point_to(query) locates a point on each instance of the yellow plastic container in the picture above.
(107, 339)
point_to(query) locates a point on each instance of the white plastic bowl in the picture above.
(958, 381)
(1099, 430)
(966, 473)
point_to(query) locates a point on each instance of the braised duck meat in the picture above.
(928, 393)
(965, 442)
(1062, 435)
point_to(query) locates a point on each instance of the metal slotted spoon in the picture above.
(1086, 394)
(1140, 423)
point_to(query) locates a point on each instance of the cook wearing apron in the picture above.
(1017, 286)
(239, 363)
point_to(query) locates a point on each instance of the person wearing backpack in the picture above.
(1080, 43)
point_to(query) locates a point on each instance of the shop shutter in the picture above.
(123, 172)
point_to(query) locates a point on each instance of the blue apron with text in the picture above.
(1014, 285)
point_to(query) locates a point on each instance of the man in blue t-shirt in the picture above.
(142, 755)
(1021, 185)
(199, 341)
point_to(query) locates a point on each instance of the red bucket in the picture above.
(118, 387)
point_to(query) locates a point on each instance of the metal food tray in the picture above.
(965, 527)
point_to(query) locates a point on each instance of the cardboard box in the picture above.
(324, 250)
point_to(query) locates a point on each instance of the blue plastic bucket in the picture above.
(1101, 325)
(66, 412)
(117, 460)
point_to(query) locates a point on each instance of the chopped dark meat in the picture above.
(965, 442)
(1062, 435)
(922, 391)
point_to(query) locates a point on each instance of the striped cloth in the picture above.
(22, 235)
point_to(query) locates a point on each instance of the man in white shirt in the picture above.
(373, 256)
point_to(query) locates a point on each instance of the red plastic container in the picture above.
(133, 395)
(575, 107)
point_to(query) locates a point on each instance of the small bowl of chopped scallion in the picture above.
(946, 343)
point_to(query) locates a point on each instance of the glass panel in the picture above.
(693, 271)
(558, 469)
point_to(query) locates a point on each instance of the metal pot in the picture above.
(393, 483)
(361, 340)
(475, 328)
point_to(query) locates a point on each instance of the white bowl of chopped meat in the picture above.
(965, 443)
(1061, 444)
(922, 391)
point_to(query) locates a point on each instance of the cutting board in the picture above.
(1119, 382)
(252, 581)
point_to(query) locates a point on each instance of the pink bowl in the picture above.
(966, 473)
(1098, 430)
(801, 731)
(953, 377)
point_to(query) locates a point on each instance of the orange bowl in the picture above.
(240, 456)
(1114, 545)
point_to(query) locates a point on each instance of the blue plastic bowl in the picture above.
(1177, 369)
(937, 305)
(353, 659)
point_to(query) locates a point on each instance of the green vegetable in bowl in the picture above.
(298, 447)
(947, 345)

──────

# Exercise aim:
Reproduce the material above word for word, keeping every line in its original order.

# Full solution:
point_to(query) locates a point on each instance of the yellow plastic container in the picture above.
(107, 339)
point_to(query) locates a point on each instance of the white plastic bowl in the picture above.
(958, 381)
(1099, 430)
(966, 473)
point_to(query) locates a point on each instance of the braised duck meat in the picture above.
(928, 393)
(965, 442)
(1062, 435)
point_to(query) locates a point on each instance of the metal slotted spoon in the picture above.
(1086, 394)
(1140, 423)
point_to(query) locates a point on each instance of the cook wearing apron in the picture above.
(1017, 286)
(239, 363)
point_to(query) locates a point on each instance of the person wearing backpack in the picture above.
(1080, 43)
point_to(query) locates a point on each instance of the shop shutter in the picture above.
(123, 172)
point_to(query) locates a point on each instance of the blue apron with text in the picture above.
(1014, 285)
point_to(query) locates a point on each instance of the man in blue t-shirt in the picture above.
(142, 755)
(1021, 185)
(199, 341)
point_to(query) locates a point on each instance of the red bucket in the picture above.
(118, 387)
point_to(query) locates a point on each instance of the metal food tray in the picture above.
(965, 527)
point_to(query) locates a point on each instance of the cardboard box in the picture above.
(324, 250)
point_to(query) locates a point on each instance of the blue plastic bucket in the picture above.
(1101, 325)
(66, 412)
(117, 460)
point_to(query) locates a point on each instance of the chopped dark meat in the picture above.
(965, 442)
(1062, 435)
(922, 391)
point_to(query) locates a point on each instance of the striped cloth in the picture above.
(22, 235)
point_to(query) locates a point on each instance of the man in white shirt in the picture above.
(373, 256)
point_to(query) locates a point on each instance of the red plastic container in the picture above.
(133, 395)
(575, 107)
point_to(query) locates a point on each instance of the small bowl of chopped scallion in the picture above.
(946, 343)
point_to(query) locates a point on each instance of the glass panel in the picture above.
(693, 271)
(558, 469)
point_to(query) locates a point on each instance of the metal pot in the picture above.
(393, 483)
(361, 340)
(475, 328)
point_to(query) locates a point on each instance of the white bowl of chopped meat in the picture above.
(965, 443)
(1061, 444)
(922, 391)
point_to(query) locates a point on each instance of the cutting board in the picture above.
(1119, 382)
(252, 581)
point_to(query) locates a point on each instance of the pink bowl in the picture above.
(966, 473)
(1098, 430)
(801, 731)
(953, 377)
point_to(query) locates a point on each instance of the orange bowl in the picture above.
(240, 456)
(1114, 545)
point_to(query) locates a point on each instance of the blue plastic bowl in the picture above.
(1177, 369)
(937, 305)
(353, 659)
point_to(query) locates a point on each instance of the green vegetable in bowl in the picture above.
(298, 447)
(947, 345)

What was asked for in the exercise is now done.